* [WORK ITEM]
For the records below, report how many lines include "every", with no accompanying text.

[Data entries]
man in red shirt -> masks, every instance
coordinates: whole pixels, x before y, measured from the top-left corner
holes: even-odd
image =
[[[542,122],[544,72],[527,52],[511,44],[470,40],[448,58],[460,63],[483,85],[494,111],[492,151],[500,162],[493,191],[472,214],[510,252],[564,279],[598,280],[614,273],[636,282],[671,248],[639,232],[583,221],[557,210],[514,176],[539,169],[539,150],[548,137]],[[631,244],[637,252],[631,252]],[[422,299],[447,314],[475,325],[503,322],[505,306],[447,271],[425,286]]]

==

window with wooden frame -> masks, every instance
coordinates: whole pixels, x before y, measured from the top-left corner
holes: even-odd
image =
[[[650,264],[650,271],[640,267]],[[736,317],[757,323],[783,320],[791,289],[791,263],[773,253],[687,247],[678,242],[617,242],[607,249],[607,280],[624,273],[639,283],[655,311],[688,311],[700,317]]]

* [WRITTEN ANSWER]
2